==== Records to use ====

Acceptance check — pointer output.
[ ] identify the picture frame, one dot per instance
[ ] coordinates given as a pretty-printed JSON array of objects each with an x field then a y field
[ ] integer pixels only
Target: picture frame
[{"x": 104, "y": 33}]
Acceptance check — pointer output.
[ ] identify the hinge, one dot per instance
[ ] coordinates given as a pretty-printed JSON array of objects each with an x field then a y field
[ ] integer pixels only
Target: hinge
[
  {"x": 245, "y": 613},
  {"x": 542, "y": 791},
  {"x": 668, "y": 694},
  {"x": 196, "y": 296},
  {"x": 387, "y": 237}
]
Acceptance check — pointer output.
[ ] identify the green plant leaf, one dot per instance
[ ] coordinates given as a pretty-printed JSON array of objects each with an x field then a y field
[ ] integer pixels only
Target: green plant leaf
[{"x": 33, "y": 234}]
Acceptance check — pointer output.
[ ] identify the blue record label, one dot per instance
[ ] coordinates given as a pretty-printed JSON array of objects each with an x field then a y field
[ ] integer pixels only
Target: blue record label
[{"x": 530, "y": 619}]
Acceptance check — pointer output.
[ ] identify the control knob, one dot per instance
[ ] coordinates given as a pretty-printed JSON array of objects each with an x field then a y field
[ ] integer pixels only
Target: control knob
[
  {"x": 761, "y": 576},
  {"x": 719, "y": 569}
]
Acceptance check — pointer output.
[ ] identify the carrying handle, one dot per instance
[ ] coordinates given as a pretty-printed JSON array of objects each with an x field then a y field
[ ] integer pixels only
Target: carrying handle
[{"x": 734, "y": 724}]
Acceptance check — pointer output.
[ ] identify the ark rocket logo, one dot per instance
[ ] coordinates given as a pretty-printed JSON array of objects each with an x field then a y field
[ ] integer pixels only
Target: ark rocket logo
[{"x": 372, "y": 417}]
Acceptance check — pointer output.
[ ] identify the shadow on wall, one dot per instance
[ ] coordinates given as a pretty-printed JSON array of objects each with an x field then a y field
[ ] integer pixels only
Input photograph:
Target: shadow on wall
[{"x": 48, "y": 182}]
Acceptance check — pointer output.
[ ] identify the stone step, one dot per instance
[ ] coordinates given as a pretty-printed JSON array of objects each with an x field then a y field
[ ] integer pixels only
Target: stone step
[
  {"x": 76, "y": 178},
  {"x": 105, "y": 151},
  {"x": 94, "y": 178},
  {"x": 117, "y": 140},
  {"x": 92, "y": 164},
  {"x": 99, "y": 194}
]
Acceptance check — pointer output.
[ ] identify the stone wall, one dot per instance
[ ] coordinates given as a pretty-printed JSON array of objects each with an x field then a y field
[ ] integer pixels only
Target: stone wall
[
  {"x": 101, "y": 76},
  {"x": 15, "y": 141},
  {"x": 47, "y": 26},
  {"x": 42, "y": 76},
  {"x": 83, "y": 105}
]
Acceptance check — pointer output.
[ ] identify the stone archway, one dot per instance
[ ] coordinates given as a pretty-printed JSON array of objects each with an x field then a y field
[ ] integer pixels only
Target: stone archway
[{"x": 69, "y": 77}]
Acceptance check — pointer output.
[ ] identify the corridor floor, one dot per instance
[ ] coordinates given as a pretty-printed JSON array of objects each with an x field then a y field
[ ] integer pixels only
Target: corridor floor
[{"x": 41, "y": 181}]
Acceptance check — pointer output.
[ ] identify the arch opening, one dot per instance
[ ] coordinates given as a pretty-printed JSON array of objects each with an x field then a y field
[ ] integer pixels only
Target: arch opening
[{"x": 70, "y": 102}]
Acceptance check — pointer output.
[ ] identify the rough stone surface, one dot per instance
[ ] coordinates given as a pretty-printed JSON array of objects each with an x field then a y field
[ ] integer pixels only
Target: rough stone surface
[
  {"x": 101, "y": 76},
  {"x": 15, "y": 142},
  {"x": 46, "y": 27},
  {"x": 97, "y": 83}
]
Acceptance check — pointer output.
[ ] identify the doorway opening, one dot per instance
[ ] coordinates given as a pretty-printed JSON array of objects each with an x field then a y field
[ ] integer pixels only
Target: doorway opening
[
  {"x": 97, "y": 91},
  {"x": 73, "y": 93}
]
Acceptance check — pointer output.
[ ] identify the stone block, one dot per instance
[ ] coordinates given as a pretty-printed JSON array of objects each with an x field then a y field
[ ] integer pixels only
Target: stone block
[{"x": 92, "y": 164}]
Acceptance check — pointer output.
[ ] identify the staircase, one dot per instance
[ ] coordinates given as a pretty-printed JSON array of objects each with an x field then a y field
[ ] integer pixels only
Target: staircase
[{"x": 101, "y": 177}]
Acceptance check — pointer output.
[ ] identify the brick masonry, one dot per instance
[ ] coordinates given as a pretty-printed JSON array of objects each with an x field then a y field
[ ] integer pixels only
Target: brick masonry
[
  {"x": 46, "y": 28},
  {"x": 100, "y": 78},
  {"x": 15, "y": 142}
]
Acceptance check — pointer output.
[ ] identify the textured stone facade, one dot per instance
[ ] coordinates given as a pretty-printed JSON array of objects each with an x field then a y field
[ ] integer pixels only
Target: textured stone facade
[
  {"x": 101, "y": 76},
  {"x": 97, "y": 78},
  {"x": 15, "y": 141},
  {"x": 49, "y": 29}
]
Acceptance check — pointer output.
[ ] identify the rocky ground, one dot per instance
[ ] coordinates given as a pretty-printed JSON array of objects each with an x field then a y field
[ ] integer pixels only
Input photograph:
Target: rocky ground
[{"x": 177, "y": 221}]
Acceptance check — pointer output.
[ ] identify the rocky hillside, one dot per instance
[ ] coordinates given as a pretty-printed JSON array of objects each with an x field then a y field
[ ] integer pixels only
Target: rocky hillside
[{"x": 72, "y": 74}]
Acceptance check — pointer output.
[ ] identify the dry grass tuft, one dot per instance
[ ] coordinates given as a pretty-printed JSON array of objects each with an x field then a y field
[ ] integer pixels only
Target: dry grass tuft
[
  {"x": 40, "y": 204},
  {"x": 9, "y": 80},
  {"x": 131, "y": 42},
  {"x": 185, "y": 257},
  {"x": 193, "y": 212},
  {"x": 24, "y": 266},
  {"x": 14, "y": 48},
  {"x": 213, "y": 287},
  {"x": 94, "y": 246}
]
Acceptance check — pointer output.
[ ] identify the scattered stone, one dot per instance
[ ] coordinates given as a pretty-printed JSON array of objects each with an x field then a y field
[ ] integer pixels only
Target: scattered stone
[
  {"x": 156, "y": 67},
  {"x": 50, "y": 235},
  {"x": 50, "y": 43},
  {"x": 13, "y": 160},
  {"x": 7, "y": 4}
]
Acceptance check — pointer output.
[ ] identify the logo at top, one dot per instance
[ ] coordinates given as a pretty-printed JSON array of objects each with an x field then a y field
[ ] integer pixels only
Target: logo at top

====

Problem details :: Extract each line from the rows above that contains the string "surface".

Answer to this problem ::
[ ] identify the rough stone surface, one dot per instance
Target: rough stone surface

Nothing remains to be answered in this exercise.